** Brief **
Count the lines that follow containing the word "below", and reply with only that number.

>> begin Records for this task

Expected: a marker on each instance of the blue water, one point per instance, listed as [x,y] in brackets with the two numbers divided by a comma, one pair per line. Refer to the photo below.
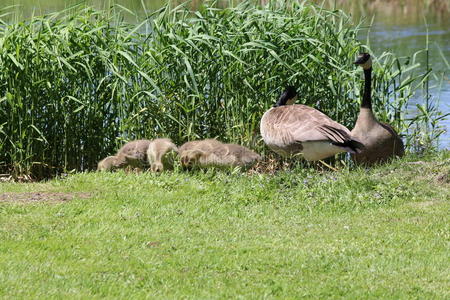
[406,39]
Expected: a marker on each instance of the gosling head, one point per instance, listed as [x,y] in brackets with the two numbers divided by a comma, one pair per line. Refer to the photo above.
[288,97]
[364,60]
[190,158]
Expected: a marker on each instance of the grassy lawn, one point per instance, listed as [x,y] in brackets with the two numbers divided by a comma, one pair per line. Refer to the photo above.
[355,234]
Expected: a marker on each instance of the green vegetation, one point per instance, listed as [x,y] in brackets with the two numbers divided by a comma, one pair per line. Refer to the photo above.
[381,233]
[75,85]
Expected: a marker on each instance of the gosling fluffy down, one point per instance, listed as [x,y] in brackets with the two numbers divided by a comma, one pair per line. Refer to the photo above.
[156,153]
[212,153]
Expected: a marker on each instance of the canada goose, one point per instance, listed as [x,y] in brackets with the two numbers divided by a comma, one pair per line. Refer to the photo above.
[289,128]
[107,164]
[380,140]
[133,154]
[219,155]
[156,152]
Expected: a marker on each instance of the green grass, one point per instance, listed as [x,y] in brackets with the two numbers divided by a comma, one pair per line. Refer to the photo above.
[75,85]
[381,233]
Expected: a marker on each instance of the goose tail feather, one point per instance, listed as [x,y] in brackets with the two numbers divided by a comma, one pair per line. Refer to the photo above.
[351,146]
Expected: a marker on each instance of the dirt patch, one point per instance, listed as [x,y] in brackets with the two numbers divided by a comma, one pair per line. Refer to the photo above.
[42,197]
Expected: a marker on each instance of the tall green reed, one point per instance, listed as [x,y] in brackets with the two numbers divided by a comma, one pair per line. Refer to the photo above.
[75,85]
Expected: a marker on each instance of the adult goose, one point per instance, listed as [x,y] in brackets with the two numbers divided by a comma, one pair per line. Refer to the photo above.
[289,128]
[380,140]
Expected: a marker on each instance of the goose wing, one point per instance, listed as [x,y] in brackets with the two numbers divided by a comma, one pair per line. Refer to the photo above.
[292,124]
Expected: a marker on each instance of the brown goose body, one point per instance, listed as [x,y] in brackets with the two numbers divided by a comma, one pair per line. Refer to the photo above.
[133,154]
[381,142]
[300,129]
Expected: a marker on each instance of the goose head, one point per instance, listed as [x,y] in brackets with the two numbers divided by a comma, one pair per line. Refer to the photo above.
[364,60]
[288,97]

>> end Records for this task
>> begin Records for this task

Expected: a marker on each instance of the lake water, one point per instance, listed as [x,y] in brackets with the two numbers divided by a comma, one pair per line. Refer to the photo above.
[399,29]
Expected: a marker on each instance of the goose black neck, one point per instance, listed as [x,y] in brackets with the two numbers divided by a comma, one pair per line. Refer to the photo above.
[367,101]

>> end Records for this task
>> begin Records for this task

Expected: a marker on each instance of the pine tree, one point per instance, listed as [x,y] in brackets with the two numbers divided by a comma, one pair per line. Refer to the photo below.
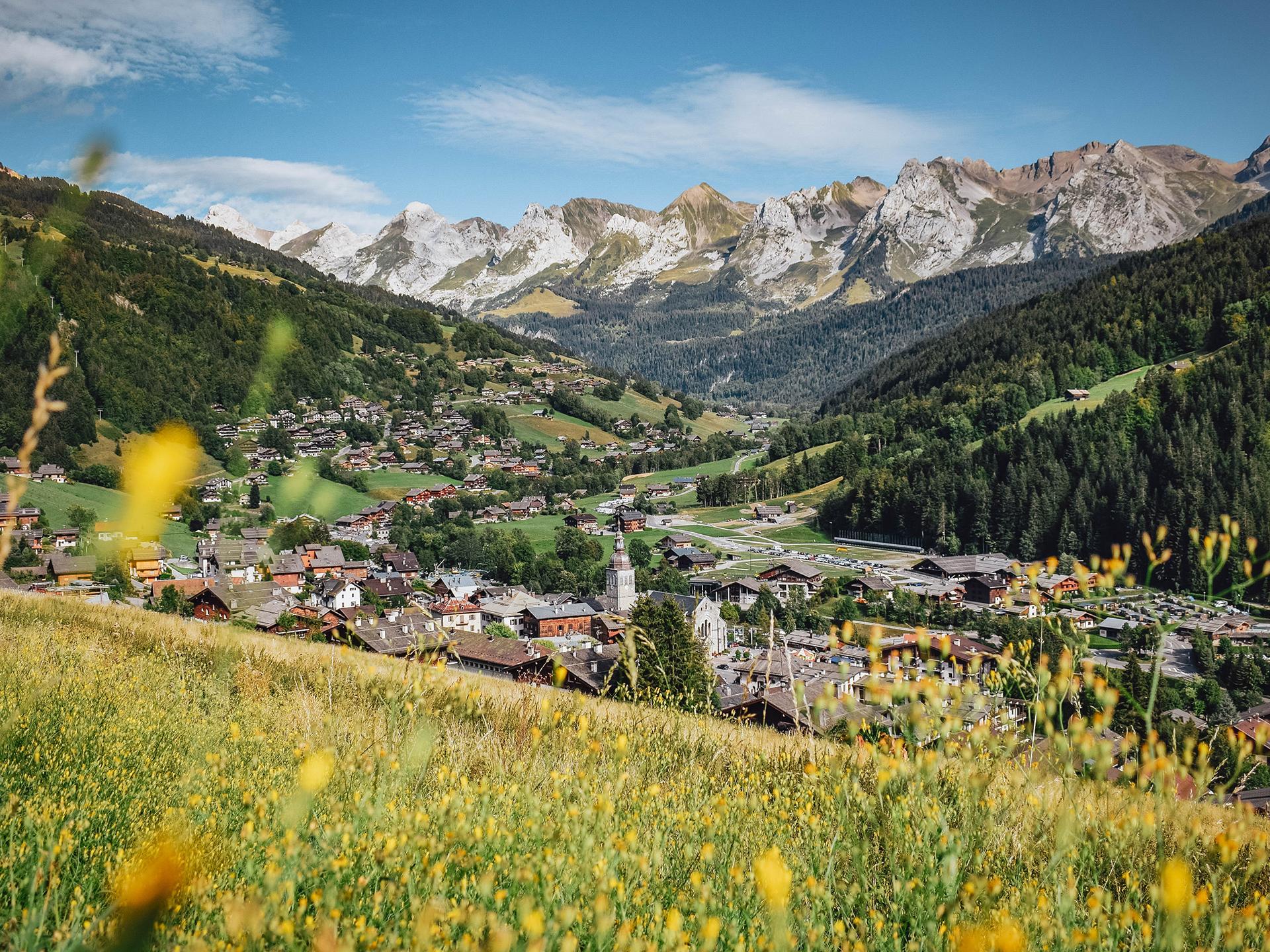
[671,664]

>> end Records for this task

** Reply to the exercise **
2